Dataset records:

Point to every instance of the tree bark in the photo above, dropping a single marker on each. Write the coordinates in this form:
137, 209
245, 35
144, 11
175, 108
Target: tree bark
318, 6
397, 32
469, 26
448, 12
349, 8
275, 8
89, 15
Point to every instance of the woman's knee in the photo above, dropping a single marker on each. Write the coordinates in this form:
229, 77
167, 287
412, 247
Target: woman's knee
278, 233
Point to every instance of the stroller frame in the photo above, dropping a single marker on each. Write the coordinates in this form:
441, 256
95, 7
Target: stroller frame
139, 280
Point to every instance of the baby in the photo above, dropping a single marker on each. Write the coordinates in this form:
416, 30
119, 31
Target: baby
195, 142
...
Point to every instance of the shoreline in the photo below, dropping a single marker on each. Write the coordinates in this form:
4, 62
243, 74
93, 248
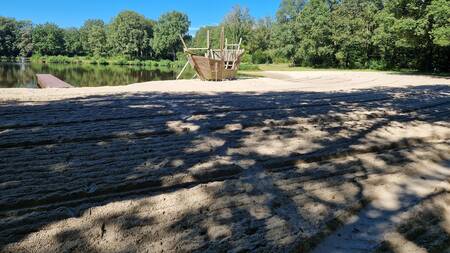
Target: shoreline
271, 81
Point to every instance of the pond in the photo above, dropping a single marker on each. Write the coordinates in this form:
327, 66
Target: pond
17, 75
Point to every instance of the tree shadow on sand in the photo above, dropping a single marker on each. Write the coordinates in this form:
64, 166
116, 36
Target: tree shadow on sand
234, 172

Directions for this task: How many of the lines above contain the word "stroller"? Reply with the number only.

Right answer: 2